* _Short task_
Look for "vintage postcard, giving" in the listing below, then copy exactly the line it appears in and all lines after it to the end, and nothing more.

* START Materials provided *

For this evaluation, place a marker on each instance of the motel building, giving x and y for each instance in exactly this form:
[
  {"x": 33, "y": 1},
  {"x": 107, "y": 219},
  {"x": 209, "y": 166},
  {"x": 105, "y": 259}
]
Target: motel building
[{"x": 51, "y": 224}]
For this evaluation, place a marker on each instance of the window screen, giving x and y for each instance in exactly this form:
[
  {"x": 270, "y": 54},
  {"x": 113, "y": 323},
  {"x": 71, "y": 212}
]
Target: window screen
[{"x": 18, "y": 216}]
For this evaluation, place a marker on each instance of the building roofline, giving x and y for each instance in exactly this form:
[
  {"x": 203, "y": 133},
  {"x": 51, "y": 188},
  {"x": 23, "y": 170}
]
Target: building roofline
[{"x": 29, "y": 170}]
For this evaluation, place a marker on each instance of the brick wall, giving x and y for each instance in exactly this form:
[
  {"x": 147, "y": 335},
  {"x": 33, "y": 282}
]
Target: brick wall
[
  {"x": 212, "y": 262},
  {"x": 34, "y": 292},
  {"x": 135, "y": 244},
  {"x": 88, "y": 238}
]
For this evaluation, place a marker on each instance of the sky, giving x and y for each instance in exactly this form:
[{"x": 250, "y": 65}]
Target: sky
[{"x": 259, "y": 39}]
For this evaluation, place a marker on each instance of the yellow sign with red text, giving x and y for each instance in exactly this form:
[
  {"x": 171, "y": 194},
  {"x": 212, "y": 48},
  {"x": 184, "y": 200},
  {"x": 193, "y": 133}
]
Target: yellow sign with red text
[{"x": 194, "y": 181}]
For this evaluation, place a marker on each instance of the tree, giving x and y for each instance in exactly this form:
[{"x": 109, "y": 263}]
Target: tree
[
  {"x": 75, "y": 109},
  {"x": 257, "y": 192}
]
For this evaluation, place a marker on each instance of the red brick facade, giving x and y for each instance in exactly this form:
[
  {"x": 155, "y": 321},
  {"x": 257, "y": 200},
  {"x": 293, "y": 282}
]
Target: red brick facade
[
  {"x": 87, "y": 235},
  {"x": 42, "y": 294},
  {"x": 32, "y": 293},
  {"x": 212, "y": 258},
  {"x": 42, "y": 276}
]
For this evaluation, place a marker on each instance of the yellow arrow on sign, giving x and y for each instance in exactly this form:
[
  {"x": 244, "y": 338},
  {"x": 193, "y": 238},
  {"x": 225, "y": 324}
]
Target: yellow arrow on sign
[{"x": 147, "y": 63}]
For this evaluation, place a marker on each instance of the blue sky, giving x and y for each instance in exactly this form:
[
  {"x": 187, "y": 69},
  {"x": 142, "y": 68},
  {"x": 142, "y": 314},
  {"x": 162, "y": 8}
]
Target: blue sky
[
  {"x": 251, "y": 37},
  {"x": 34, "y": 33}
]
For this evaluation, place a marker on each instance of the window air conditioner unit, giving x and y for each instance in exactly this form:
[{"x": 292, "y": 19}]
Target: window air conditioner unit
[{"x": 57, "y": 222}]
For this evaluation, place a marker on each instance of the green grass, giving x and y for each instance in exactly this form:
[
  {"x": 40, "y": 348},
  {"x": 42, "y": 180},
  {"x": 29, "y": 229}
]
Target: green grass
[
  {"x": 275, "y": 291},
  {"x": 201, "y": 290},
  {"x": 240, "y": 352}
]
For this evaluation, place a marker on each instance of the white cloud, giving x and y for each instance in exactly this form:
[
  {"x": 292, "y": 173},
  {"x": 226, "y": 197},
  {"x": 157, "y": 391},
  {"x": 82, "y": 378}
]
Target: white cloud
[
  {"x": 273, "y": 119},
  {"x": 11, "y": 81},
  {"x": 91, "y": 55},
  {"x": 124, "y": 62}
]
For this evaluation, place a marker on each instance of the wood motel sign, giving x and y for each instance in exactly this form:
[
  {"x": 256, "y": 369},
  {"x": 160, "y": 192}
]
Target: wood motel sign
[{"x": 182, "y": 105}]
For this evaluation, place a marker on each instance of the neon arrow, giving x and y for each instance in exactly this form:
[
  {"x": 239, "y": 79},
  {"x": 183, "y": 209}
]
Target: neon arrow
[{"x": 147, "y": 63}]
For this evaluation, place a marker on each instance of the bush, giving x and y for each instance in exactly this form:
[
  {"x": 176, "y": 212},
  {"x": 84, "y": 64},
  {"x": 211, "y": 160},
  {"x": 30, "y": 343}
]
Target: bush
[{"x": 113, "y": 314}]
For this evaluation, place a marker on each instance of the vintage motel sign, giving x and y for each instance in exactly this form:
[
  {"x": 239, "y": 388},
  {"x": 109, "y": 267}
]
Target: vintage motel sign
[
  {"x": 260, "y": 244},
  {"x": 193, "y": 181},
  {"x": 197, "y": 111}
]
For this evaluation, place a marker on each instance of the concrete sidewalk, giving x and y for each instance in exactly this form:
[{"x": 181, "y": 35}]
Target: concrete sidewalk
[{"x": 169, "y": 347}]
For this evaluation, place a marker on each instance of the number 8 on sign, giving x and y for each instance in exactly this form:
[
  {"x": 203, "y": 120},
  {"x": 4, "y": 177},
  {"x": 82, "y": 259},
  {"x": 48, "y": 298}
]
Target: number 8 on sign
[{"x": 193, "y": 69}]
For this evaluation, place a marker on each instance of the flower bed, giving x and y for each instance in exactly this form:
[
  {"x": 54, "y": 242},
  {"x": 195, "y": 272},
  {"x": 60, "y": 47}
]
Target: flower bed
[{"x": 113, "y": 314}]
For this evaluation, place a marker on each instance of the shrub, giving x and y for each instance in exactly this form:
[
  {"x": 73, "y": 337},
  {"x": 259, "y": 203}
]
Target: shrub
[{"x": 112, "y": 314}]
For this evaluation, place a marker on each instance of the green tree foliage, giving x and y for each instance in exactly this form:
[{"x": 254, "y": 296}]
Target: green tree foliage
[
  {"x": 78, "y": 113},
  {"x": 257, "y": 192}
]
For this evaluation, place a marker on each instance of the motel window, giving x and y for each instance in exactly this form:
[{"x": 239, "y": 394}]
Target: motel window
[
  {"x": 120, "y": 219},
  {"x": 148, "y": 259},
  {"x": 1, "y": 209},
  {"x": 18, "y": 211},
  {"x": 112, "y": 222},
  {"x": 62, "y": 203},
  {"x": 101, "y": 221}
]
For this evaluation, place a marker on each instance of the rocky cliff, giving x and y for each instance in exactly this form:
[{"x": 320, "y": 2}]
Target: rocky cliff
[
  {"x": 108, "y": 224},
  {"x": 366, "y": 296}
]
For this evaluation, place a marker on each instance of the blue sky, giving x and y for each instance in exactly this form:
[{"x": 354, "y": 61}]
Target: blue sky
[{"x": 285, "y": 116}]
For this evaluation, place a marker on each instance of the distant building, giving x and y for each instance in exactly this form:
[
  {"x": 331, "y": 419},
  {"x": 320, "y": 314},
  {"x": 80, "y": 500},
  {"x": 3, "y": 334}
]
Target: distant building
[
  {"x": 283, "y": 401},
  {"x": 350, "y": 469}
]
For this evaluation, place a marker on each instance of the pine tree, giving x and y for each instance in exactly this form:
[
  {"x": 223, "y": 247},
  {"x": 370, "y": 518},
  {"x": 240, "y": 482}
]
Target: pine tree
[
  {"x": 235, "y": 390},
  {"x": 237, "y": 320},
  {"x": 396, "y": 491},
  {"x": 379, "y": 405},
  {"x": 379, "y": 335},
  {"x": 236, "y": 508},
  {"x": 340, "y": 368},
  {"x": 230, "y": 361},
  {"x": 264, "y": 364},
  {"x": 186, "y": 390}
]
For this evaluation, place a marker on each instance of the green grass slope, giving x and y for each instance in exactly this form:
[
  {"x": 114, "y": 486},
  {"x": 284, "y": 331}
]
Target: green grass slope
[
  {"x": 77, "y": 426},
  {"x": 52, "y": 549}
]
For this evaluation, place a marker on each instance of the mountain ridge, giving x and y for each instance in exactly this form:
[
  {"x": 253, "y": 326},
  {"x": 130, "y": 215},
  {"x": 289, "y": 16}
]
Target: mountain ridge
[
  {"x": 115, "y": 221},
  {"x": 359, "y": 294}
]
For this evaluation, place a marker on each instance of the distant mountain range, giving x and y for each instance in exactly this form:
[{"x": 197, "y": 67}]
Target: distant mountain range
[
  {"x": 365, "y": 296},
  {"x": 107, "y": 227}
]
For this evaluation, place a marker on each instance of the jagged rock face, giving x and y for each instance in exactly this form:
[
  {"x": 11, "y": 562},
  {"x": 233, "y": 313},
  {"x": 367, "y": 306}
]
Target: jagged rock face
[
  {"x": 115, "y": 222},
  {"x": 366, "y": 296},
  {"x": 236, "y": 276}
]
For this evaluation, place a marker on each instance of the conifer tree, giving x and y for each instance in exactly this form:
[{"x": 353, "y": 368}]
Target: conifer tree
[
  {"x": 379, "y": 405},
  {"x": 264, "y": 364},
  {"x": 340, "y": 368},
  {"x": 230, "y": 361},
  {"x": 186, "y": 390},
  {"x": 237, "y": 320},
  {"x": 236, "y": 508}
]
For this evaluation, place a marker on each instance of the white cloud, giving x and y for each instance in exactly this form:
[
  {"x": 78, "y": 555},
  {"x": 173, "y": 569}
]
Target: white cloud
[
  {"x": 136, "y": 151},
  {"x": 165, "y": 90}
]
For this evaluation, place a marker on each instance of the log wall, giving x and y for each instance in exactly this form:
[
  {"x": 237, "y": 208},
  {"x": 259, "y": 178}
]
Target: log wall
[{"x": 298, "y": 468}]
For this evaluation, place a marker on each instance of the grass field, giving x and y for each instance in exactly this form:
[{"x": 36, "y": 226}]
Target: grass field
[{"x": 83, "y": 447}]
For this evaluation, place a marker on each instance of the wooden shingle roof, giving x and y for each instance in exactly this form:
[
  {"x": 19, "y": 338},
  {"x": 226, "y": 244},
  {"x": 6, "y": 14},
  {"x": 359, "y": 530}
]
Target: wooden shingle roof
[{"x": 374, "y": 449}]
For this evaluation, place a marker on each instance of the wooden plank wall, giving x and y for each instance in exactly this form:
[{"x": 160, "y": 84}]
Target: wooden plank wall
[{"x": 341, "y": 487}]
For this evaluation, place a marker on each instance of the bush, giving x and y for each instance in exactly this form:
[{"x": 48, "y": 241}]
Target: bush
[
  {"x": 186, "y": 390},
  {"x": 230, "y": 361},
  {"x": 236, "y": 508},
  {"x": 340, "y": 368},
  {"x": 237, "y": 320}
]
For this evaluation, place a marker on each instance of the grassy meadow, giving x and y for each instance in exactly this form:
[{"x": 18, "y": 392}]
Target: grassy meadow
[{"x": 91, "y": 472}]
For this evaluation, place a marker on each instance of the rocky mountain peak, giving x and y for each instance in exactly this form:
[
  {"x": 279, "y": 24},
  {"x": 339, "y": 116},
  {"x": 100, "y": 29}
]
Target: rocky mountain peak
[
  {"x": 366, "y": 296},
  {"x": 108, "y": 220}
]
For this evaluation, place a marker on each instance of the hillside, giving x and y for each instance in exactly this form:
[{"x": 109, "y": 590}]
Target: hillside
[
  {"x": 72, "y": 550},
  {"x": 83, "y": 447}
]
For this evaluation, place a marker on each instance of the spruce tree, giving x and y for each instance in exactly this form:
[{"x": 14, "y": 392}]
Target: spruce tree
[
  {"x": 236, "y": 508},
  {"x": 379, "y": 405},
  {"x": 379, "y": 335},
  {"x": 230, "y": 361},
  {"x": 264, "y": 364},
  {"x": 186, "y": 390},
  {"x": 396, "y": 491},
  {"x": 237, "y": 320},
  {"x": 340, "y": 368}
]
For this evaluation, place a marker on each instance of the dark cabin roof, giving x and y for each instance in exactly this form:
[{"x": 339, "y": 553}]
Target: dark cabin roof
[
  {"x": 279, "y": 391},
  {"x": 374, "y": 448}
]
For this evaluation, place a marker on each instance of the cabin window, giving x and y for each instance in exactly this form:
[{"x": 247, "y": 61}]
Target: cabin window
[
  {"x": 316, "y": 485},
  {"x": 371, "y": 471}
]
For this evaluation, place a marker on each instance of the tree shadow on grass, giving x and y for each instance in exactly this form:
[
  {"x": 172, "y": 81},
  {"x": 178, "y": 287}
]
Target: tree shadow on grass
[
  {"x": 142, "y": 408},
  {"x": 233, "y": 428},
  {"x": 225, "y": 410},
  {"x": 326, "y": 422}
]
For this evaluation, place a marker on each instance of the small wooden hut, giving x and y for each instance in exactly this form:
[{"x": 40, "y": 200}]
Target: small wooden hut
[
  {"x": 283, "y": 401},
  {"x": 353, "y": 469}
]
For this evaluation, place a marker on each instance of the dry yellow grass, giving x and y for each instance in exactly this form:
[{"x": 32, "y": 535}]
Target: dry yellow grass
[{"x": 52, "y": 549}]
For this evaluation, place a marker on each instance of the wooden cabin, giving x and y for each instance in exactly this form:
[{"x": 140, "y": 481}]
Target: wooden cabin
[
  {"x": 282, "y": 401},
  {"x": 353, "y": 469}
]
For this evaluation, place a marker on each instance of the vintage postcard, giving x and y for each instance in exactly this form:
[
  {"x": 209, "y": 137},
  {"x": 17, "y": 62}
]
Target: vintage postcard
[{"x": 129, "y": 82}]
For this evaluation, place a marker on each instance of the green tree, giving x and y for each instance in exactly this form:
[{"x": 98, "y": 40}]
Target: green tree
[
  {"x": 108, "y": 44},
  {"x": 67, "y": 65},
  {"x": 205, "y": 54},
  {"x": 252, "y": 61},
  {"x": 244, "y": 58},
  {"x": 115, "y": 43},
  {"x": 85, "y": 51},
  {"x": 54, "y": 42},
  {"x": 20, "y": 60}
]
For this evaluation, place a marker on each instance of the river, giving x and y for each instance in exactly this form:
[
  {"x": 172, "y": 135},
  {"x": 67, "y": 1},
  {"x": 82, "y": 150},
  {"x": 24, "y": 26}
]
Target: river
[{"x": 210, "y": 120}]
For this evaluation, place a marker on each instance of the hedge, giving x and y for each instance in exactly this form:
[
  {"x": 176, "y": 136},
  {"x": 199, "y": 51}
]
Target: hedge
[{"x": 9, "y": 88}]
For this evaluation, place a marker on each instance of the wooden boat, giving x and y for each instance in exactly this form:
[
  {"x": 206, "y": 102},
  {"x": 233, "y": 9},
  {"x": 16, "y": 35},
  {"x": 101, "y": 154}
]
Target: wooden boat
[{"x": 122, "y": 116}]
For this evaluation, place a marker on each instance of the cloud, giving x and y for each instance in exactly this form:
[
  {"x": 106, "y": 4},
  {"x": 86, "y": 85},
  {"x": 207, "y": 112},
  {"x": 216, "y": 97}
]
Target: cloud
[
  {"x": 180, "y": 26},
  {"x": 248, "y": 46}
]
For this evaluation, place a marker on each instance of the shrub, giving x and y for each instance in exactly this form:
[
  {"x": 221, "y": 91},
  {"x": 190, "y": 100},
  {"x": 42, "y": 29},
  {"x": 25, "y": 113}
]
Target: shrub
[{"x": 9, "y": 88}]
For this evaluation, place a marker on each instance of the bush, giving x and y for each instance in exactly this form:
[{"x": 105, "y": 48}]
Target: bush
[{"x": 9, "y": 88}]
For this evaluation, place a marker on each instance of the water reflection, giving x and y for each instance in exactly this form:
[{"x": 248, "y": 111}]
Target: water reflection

* END Materials provided *

* _Task response_
For this evaluation, place a marker on each instance of the vintage postcard, giving x and y for each instance in exactly this form:
[
  {"x": 209, "y": 137},
  {"x": 17, "y": 62}
]
Target: vintage postcard
[{"x": 129, "y": 82}]
For this evaluation, place a marker on each instance of the green tree, giving x and y for each instance in exactly this form:
[{"x": 98, "y": 40}]
Target: green tree
[
  {"x": 108, "y": 44},
  {"x": 67, "y": 65},
  {"x": 205, "y": 54},
  {"x": 252, "y": 61},
  {"x": 244, "y": 58},
  {"x": 115, "y": 43},
  {"x": 85, "y": 51},
  {"x": 54, "y": 42},
  {"x": 20, "y": 60}
]
For this evaluation, place a marker on each instance of the river, giving x and y for each instance in exactly this form:
[
  {"x": 172, "y": 135},
  {"x": 67, "y": 1},
  {"x": 82, "y": 150},
  {"x": 24, "y": 26}
]
Target: river
[{"x": 210, "y": 120}]
For this evaluation, place a marker on each instance of the hedge, giving x and y for each instance in exactly this form:
[
  {"x": 176, "y": 136},
  {"x": 199, "y": 51}
]
Target: hedge
[{"x": 9, "y": 88}]
For this evaluation, place a marker on each instance of the wooden boat, giving x and y for each instance in exactly this form:
[
  {"x": 206, "y": 102},
  {"x": 233, "y": 9},
  {"x": 16, "y": 35},
  {"x": 101, "y": 154}
]
Target: wooden boat
[{"x": 122, "y": 116}]
For this evaluation, place a marker on each instance of the cloud, giving x and y for each instance in exactly this form:
[
  {"x": 106, "y": 4},
  {"x": 86, "y": 85},
  {"x": 207, "y": 112},
  {"x": 216, "y": 97}
]
Target: cloud
[
  {"x": 180, "y": 26},
  {"x": 248, "y": 46}
]
For this evaluation, place a marker on each instance of the shrub, giving x and y for each instance in exactly this form:
[
  {"x": 221, "y": 91},
  {"x": 190, "y": 100},
  {"x": 42, "y": 29},
  {"x": 25, "y": 113}
]
Target: shrub
[{"x": 9, "y": 88}]
For this evaluation, place a marker on each instance of the bush, giving x and y for each instance in exactly this form:
[{"x": 105, "y": 48}]
Target: bush
[{"x": 9, "y": 88}]
For this evaluation, place a marker on each instance of the water reflection, giving x and y for each instance in exactly this form:
[{"x": 248, "y": 111}]
Target: water reflection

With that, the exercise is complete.